Content starts

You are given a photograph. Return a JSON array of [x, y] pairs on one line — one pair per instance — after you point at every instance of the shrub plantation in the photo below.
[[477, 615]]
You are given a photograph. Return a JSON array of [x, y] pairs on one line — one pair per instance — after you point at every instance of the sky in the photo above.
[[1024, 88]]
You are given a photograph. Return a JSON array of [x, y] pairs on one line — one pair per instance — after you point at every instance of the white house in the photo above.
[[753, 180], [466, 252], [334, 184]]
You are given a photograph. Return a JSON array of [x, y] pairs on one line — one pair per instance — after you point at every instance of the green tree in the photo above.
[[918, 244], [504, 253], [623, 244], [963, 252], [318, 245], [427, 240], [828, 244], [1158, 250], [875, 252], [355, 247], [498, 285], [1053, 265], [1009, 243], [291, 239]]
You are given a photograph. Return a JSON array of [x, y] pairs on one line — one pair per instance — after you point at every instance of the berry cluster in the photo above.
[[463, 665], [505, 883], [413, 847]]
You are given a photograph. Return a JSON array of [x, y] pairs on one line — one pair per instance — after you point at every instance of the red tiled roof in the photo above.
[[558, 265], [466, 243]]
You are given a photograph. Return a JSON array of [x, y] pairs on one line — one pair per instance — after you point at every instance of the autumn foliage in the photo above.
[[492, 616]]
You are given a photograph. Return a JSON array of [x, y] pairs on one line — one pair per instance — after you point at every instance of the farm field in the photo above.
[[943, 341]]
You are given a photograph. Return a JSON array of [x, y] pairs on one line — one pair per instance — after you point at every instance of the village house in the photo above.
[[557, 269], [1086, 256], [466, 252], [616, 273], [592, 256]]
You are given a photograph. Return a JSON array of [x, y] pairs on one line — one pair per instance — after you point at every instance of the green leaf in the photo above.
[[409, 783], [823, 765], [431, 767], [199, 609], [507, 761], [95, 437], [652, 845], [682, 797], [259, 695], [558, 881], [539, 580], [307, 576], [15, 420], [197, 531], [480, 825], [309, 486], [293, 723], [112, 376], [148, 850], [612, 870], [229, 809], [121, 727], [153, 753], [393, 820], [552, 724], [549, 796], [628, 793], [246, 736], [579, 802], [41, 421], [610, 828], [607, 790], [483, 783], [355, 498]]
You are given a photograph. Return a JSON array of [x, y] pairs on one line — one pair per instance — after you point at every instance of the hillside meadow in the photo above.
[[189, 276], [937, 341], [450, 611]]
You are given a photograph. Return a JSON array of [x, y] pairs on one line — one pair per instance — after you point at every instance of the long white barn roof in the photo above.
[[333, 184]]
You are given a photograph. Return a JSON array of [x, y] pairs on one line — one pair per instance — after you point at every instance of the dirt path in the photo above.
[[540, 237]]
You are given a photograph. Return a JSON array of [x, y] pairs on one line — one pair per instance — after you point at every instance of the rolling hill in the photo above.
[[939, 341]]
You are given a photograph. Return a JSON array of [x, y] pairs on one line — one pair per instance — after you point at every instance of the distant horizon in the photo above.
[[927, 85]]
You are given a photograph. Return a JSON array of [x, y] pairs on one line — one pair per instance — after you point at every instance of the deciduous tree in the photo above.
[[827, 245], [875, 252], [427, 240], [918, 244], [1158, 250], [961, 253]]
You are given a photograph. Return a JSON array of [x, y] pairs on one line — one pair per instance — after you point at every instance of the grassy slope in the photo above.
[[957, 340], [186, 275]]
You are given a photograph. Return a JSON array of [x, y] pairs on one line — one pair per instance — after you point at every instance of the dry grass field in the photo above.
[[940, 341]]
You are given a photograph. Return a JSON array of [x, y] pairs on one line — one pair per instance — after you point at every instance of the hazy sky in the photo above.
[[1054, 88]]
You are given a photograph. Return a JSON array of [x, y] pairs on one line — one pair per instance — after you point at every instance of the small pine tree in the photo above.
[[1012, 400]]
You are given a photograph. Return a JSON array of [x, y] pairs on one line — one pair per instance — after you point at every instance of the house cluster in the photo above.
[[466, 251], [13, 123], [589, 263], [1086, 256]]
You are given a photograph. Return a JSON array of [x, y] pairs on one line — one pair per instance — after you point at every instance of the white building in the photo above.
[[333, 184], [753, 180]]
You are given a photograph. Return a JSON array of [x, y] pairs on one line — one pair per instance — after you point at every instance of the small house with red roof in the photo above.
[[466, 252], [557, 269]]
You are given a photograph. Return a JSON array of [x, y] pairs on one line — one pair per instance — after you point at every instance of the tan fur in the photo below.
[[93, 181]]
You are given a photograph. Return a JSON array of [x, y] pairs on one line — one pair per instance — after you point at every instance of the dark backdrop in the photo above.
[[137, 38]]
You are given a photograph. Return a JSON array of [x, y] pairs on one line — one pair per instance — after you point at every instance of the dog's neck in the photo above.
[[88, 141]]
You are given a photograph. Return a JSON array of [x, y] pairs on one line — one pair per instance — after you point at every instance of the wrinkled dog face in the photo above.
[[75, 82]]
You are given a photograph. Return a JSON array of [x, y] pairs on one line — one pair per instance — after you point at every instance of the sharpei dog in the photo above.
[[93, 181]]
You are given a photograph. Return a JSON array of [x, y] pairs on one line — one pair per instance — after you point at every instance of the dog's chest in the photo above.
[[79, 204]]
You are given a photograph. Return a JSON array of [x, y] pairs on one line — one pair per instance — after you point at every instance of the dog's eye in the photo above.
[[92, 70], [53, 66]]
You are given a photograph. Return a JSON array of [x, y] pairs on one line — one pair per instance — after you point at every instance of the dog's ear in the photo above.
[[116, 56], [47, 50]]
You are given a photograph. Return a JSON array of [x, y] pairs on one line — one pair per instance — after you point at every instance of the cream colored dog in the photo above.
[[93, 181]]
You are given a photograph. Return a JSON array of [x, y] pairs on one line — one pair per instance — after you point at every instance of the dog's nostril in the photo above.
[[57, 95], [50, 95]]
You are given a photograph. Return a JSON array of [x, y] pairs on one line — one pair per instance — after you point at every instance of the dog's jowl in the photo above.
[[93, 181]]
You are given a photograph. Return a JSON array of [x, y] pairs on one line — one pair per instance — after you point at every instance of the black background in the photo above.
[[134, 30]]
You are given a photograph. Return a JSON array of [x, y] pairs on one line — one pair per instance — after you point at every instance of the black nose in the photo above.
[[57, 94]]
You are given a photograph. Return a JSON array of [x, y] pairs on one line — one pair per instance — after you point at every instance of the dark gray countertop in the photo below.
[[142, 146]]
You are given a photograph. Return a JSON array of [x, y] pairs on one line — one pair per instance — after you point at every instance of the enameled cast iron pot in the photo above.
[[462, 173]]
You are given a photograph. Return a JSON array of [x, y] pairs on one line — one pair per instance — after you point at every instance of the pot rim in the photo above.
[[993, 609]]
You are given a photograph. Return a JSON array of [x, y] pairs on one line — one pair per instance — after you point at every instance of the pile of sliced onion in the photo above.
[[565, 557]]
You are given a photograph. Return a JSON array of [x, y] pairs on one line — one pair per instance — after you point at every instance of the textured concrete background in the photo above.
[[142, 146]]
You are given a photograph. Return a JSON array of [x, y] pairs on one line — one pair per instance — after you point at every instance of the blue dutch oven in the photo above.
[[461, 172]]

Content ends

## Work request
From the line that contains "onion in the photo above." through the final line of the material, copy every line exactly, including both ends.

## The answer
You are given a photograph. Return a JSON array of [x, y] pairs on one line — one pair per instance — after you point at every instance of the pile of sliced onion in the photo above.
[[565, 557]]
You are given a photograph. Return a JSON array of [x, y] pairs on one line — one pair per instance — after you point at every instance of the textured concrete background in the photo above.
[[142, 146]]
You are given a photograph. Return a JSON array of [x, y] pairs on one line — one pair per instance — after you point at every instance of the blue dutch oven in the photo above.
[[461, 172]]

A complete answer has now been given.